_To do_:
How many lines in the records below contain the string "right"? Reply with the number alone.

_Data supplied_:
===============

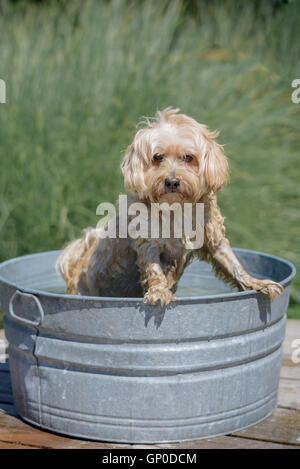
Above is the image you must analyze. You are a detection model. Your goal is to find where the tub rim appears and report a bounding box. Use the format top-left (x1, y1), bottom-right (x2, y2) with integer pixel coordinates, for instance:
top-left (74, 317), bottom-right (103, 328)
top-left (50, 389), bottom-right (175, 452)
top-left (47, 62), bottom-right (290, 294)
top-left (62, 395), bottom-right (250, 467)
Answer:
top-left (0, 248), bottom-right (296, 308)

===============

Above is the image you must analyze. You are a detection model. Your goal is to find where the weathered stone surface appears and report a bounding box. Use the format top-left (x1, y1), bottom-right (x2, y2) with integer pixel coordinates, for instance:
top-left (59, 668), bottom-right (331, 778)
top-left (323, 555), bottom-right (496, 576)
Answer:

===============

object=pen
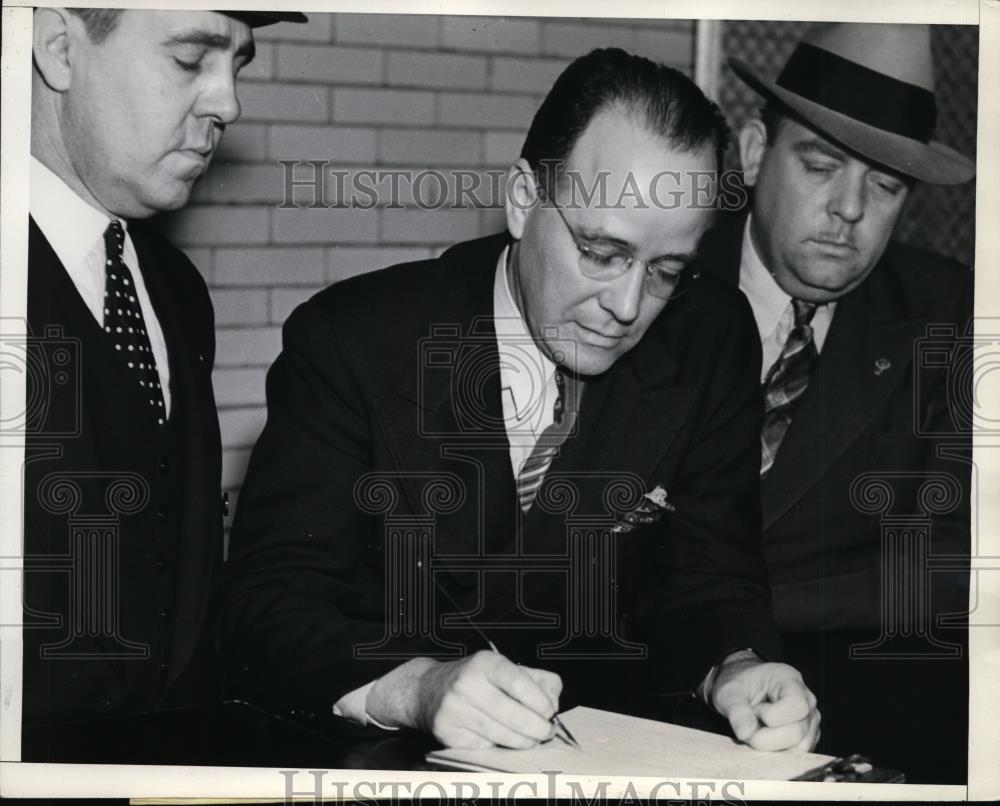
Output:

===============

_Correct result_:
9